● TEXT EXCERPT
┌────────

Studio album by AZ
- Released: June 12, 2001
- Recorded: 1999–2001
- Genre: East Coast hip-hop; gangsta rap;
- Length: 50:18
- Label: Motown
- Producer: AZ (exec.); Damien "DEO" Blyden (exec.); Kedar Massenburg (exec.); Big Shy; Bink!; Chop Diesel; Darren Lighty; Derryck "Tank" Thornton; DR Period; Eddie F; Mahogany; Miller Time; Qur'an Goodman; Tydro; Ty Fyffe;

AZ chronology
| S.O.S.A. (Save Our Streets AZ) (2000) | 9 Lives (2001) | Aziatic (2002) |

Singles from 9 Lives
- "Problems" Released: March 20, 2001; "Everything's Everything" Released: July 10, 2001; "AZ's Back" Released: 2002;

= 9 Lives (AZ album) =

9 Lives is the third solo studio album by American rapper AZ. It was released on June 12, 2001, under the Motown imprint. Production was handled by twelve record producers, including Bink!, Darren Lighty, Eddie F and Ty Fyffe. It features guest appearances from Ali Vegas, Amil, Beanie Sigel, Foxy Brown and Joe. The album peaked at number 23 on the Billboard 200 and number 4 on the Top R&B/Hip-Hop Albums charts.

└────────

● WHAT THE TASK ASKS
In the 9 Lives album entry, what peak position did the album reach on the Top R&B/Hip-Hop Albums chart? The data that follows comes from a separate source, unrelated to the album entry.

● DATA LISTING

┌────────

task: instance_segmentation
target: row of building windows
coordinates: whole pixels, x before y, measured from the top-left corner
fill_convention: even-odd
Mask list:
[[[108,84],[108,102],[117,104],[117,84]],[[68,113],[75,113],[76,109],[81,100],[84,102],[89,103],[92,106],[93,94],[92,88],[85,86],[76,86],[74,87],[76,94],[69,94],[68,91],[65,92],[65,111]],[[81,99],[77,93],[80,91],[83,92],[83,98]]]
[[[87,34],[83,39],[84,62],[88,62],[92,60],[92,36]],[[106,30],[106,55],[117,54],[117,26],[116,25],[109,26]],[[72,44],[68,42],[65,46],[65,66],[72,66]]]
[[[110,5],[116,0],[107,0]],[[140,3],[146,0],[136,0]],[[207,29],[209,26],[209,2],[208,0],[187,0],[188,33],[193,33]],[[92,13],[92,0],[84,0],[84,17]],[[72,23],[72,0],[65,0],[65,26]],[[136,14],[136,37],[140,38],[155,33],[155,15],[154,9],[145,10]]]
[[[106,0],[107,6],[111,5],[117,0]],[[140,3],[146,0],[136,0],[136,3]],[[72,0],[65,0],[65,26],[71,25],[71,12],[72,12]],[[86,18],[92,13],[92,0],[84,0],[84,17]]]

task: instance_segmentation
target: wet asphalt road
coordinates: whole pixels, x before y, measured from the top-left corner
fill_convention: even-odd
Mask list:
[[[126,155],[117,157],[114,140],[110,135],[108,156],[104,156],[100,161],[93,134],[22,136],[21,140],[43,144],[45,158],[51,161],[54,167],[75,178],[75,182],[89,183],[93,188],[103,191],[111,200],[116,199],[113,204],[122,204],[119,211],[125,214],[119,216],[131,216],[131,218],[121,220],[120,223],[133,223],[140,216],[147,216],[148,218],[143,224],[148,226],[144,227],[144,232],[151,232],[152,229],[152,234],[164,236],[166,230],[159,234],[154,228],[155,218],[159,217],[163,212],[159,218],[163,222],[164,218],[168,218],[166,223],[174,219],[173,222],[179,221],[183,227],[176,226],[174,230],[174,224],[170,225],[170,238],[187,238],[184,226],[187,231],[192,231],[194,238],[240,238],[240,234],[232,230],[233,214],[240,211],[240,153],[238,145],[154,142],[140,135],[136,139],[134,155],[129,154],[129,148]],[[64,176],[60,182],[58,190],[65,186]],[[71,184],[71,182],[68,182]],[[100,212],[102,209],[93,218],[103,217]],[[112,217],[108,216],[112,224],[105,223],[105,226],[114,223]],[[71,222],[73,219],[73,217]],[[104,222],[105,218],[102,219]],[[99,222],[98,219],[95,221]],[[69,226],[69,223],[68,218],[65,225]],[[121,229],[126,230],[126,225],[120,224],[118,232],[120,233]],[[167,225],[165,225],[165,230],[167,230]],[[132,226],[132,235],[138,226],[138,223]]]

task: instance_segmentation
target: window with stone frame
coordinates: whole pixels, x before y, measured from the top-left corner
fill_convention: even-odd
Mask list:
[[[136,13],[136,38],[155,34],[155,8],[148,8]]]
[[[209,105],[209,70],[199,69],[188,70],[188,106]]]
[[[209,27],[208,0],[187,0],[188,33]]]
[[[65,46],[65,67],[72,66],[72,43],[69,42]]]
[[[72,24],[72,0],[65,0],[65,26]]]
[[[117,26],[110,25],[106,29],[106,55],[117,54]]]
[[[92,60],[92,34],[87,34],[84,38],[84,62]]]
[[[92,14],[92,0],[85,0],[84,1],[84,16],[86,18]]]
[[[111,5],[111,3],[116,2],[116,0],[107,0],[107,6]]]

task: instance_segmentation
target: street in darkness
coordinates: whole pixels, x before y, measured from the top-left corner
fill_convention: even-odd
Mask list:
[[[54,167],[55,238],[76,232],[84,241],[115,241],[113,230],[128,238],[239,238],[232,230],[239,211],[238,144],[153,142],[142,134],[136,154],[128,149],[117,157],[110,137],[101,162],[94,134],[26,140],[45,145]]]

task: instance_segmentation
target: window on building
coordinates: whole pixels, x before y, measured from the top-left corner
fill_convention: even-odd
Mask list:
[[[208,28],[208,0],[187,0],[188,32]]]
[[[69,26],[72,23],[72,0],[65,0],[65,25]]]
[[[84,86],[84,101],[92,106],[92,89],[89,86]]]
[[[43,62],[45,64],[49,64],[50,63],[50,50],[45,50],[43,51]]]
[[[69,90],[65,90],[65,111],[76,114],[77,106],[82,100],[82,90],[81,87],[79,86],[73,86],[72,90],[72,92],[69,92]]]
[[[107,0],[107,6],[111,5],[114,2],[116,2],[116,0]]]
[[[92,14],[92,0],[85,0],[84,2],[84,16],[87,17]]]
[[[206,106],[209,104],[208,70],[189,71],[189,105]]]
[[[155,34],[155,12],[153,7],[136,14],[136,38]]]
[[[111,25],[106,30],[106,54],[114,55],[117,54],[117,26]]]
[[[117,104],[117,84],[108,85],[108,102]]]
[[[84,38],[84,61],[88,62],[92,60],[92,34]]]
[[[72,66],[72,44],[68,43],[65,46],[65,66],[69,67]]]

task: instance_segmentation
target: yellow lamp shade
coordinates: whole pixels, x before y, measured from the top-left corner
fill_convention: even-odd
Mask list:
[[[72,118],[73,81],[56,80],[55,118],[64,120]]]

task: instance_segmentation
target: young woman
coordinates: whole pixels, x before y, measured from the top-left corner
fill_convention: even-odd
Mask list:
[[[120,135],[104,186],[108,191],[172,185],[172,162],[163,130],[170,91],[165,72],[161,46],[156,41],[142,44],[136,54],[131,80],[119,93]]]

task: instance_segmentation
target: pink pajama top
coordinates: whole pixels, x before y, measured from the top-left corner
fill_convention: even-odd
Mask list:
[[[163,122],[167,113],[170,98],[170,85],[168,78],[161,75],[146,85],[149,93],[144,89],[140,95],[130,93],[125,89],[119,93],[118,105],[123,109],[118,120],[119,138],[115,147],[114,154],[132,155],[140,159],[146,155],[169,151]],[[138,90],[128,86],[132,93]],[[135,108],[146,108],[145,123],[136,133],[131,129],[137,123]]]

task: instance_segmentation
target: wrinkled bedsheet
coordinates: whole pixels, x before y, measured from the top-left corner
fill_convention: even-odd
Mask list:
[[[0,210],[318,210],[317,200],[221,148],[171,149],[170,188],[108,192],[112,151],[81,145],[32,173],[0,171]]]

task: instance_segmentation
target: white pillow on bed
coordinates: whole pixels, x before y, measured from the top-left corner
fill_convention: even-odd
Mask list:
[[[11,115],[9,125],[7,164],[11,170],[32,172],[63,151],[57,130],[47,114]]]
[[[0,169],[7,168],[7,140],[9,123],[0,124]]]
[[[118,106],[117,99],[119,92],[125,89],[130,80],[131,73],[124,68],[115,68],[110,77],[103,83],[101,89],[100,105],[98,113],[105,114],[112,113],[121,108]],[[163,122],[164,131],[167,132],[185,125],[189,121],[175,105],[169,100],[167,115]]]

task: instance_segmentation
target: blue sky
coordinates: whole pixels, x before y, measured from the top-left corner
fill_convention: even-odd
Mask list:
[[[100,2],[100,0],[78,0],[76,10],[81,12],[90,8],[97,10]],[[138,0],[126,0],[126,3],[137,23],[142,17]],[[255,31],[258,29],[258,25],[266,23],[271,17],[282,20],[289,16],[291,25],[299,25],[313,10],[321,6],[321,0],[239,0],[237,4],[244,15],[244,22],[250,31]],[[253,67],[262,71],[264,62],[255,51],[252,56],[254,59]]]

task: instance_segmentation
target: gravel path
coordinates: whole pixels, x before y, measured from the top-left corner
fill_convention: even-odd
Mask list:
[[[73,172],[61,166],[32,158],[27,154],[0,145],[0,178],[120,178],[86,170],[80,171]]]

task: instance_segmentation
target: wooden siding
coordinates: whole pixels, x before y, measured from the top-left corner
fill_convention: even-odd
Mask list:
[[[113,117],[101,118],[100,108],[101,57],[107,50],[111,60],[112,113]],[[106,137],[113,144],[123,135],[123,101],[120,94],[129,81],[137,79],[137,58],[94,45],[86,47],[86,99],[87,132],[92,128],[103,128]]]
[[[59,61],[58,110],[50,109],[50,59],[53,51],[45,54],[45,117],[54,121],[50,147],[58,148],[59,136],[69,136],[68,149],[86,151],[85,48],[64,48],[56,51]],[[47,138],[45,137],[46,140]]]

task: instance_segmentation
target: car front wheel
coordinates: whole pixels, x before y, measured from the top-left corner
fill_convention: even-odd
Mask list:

└────────

● ANSWER TO THE EXERCISE
Number 4.